** EXTRACT PROVIDED **
Before I was a software engineer, I was a STEM tutor. From 2015 to 2019 at Clark College, I tutored every math class from elementary algebra through Calculus IV, differential equations, and linear algebra. Every computer science class. Every electrical engineering class. Physics. Some chemistry.
And then things got fuzzy. I started tutoring classes I hadn't taken — business law, nursing, mechanical engineering. I didn't know the material, but I found that the skill wasn't knowing the answer. It was knowing how to get there with someone.
That instinct has shaped everything about how I work as an engineer.
The Student Who Changed How I Teach
There's a student I'll never forget. He was an older guy with a welding background. He knew some fractions from his trade — halves, quarters, three-eighths — but he didn't believe that one-seventh was a real fraction. He was frustrated, aggressive about it, and the tutoring center was busy.
Instead of explaining why he was wrong, I tried something different. I told him that if we look at something as if we hate it, we're not going to want to do it, and we're not going to do well with it. I asked him for an example of something he liked — something he was good at because he liked it. He gave me a blunt answer that turned a few heads in the tutoring center. But the point landed: he was good at things he enjoyed because he engaged with them.

** DATA SEGMENT **
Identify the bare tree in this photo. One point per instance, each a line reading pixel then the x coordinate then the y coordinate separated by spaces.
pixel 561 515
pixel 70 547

** TASK 1 **
Using the account of STEM tutoring above, mark each statement yes or no and quote the words that decide it: (a) The author tutored at Clark College from 2015 to 2019. (b) The author had already taken business law before tutoring it. (c) The tutoring center was quiet when the student was frustrated.
** TASK 2 **
Carry on with the STEM tutoring account, starting after its last sentence.

** OUTPUT 1 **
(a) Yes: "From 2015 to 2019 at Clark College, I tutored every math class"
(b) No: "I started tutoring classes I hadn't taken — business law, nursing, mechanical engineering."
(c) No: "He was frustrated, aggressive about it, and the tutoring center was busy."

** OUTPUT 2 **
We did some fraction work and it started clicking. He told me to give him something harder. So instead of addition and subtraction, I gave him multiplication — which he found easier and started getting excited about. Our time ran out, but as he was leaving, he told the front desk staff that I needed a raise.
That moment taught me something I still carry: the first job isn't teaching the material. It's changing the relationship with the material. If someone has decided they can't do something, no amount of explanation will help until you address that belief first.
Meeting People Where They Are
One of the first things I learned as a tutor is that everyone learns differently. Some students need to hear an explanation. Others need to see it drawn out. Some need to work through it with their hands. And a lot of students don't actually know which type they are — so part of the job is figuring that out quickly.
I do the same thing when working with junior engineers. When someone comes to me stuck on a CORS error, a unit test that won't pass, or a Terraform configuration they can't get right, the first thing I do is figure out how they learn. If they're auditory, I explain it. If they're visual, I draw it. Once they seem to understand, I have them explain it back to me or give me an example — because being able to explain something is the real test of understanding.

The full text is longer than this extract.